**PROBLEM SET:**
**1.** Translate this sentence from the piece about having babies into Spanish: "Sometimes you don't know until later how they turn out."
**2.** Reproduce the part of the piece about having babies from "I look at what" up to and including "talking about it.".

All my friends are having babies, or talking about babies, or thinking about adding more babies to their current collection of babies and/or children. I'm not sure how I feel about this. We had one baby. It's now a toddler well on its way to becoming an adult and/or howler monkey. Sometimes you don't know until later how they turn out.
So, my friends say (paraphrasing here), you are still at a viable age to produce normal offspring. Why don't you jump on the baby-making bandwagon (not literal-that would be gross) with us?
I look at what that entails: nausea; heartburn; sleepless nights; demonic snoring; sciatica; trying to perfect the "latch" with a recalcitrant infant while going on 0 sleep for two weeks; trying to lose the weight, again; trying to be patient and kind and educate the child when all I want to do is take a shower or have breakfast. I won't even talk about giving birth, because for those of you who got drugs, you have no idea. For those of you who didn't, you know why I'm not talking about it.
Then I look at my son and his quests to eat Vaseline and climb everything and bite the backs of my knees, and I think to myself that he is just perfect. I'm not greedy. I know the next child would be different. Maybe it would sleep through the night starting at four months. Maybe it would want to sleep with us until it was four. Maybe it would prefer Comet to Vaseline. I think I'll just stick to the one.

Items from a data source:

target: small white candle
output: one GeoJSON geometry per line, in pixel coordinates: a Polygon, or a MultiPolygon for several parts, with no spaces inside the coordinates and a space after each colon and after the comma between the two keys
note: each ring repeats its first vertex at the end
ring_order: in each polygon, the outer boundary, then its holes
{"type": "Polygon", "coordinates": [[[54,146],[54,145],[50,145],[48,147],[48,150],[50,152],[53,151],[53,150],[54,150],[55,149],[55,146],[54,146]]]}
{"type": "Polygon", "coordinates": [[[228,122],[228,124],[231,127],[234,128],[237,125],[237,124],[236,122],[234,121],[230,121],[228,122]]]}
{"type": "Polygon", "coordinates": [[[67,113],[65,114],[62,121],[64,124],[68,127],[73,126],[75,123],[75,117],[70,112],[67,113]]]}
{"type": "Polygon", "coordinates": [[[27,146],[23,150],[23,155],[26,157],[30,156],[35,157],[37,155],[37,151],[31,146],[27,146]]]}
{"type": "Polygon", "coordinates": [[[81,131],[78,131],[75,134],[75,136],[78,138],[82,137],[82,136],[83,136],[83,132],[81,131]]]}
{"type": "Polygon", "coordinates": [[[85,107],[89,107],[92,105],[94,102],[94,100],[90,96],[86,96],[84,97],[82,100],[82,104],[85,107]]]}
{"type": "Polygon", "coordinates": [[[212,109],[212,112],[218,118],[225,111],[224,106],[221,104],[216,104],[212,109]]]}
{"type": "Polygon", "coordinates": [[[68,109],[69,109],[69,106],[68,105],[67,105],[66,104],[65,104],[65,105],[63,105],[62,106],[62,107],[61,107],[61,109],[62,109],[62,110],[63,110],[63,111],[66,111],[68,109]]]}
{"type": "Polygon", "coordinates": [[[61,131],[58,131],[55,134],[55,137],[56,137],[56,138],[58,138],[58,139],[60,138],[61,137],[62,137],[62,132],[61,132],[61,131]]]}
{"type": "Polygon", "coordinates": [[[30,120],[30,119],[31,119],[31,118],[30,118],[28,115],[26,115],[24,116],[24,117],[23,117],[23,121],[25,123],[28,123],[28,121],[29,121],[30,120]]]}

**TASK-BY-TASK ANSWERS:**
**1.** A veces no sabes hasta más tarde cómo resultan.

**2.**
I look at what that entails: nausea; heartburn; sleepless nights; demonic snoring; sciatica; trying to perfect the "latch" with a recalcitrant infant while going on 0 sleep for two weeks; trying to lose the weight, again; trying to be patient and kind and educate the child when all I want to do is take a shower or have breakfast. I won't even talk about giving birth, because for those of you who got drugs, you have no idea. For those of you who didn't, you know why I'm not talking about it.